** THINGS TO DO **
1. According to the passage on NHS Scotland job losses, by what percentage were senior management posts cut during the three-month period?
2. Summarize the passage on NHS Scotland job losses in two sentences.
3. Repeat the passage on NHS Scotland job losses word for word, giving the part that opens with the words containing "NHS Scotland revealed" and closes with "569 fewer posts.".

** PASSAGE **
MORE than 1500 NHS posts were axed in Scotland between March and June this year, prompting claims that patient care is being placed in jeopardy.

Nurses and midwives accounted for one in three job losses and the head of Scotland’s nurses warned their shrinking workforce spells “bad news” for frontline services.

NHS Scotland revealed an almost 1% drop in the number of nurses and midwives in Scotland’s hospitals in the three months to June 30, from 66,425 to 65,856 – a total of 569 fewer posts.

The figures came against an overall cut in NHS Scotland staff, excluding GPs, of 1589 during the three month period –including a 7.5% cut in senior management posts.

It follows previous cuts in nursing and midwifery staff of more than 1200 between September 2009 and March 2011.

Theresa Fyffe, director of the Royal College of Nursing (RCN) Scotland, said she was concerned that the pace of job losses was accelerating.

She said: “The rapid acceleration in the number of nursing posts being lost is bad news for patients. The Scottish Government and the NHS are now faced with a huge challenge – to find ways to deliver high-quality services to more people with increasingly complex needs with an ever shrinking workforce.

** DATASET ENTRIES **
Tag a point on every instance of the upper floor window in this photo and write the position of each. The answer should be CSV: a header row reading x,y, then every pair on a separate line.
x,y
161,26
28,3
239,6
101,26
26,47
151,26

** TASK-BY-TASK RESULTS **
1. 7.5%

2. More than 1500 NHS posts were cut in Scotland between March and June, with nurses and midwives making up one in three of the losses as their numbers fell from 66,425 to 65,856. Theresa Fyffe of RCN Scotland warned that the accelerating loss of nursing posts is bad news for patients and leaves the NHS facing a huge challenge with an ever shrinking workforce.

3.
NHS Scotland revealed an almost 1% drop in the number of nurses and midwives in Scotland’s hospitals in the three months to June 30, from 66,425 to 65,856 – a total of 569 fewer posts.